What needs to be done: Count, in the listing that follows, every line containing the word "vase". Give the number by itself.

▼▼▼

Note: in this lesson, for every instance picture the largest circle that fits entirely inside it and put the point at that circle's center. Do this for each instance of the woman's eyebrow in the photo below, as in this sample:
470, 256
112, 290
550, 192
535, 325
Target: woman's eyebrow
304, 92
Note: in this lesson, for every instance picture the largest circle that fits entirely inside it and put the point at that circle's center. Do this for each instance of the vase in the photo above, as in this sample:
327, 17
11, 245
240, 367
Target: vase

▲▲▲
▼▼▼

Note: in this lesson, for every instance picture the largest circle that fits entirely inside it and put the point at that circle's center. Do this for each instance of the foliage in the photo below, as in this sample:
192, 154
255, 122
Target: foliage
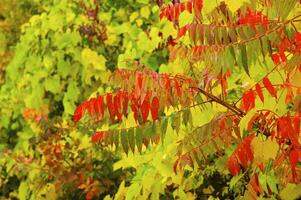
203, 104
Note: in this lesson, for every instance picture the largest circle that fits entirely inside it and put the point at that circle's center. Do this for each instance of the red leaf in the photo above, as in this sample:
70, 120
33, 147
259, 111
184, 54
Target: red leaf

▲▲▲
▼▼▼

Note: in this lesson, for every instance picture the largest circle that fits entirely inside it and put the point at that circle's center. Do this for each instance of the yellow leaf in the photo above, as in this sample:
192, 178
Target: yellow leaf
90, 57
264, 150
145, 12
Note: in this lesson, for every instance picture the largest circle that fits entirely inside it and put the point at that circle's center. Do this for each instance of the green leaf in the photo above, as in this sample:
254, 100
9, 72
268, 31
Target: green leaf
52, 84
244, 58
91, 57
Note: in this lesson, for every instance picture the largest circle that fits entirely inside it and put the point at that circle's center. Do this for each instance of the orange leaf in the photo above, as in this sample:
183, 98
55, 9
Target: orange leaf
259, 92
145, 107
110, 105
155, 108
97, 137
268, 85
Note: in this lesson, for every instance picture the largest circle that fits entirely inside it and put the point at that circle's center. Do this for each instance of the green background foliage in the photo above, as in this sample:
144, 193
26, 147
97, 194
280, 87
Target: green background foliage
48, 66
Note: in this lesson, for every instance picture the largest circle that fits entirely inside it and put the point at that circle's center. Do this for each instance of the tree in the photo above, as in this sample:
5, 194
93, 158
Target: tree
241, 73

▲▲▲

Task answer: 2